### Aim of the task
Which lines of the listing below contain the string "slat"? Show each of them in full.

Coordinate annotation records
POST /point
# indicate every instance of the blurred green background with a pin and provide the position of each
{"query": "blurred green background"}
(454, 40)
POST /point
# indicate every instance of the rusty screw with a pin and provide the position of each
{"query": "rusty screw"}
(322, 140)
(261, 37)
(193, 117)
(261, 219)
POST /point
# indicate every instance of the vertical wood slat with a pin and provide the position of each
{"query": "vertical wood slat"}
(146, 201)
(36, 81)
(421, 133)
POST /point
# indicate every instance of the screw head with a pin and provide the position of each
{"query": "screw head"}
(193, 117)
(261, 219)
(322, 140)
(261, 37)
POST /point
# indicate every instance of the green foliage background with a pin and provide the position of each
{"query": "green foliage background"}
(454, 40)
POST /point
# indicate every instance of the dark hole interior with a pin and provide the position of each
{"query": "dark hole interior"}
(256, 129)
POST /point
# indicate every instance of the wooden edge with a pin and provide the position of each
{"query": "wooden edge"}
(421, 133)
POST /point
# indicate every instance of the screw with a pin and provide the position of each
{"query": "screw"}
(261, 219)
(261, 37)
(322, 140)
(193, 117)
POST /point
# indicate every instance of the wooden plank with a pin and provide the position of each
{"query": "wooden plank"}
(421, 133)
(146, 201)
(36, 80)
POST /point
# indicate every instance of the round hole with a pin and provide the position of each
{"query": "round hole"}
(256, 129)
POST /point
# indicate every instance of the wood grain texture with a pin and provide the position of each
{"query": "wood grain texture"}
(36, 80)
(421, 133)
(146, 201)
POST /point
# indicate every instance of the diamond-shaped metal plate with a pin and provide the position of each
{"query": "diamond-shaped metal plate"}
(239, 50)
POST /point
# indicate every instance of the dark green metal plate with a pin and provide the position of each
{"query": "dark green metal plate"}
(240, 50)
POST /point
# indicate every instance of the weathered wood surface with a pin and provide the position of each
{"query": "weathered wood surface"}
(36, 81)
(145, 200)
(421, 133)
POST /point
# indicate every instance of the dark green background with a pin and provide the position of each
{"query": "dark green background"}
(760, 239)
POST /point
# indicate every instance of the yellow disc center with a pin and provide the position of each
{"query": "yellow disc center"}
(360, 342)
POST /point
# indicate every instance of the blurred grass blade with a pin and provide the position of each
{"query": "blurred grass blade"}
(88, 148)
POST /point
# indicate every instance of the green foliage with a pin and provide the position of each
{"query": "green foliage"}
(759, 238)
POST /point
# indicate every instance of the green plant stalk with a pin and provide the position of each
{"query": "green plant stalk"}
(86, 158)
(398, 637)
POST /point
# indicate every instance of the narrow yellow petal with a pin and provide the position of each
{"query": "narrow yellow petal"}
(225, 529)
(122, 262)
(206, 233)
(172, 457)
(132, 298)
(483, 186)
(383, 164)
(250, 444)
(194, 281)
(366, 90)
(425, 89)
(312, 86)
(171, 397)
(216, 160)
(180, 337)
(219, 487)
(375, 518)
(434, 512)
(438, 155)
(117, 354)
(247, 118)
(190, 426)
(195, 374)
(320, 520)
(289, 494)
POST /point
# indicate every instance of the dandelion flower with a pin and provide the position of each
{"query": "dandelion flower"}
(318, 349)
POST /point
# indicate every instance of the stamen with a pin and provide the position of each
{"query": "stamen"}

### The response
# indicate every instance of the vertical wood slat with a pin and provide the position of each
{"query": "vertical wood slat"}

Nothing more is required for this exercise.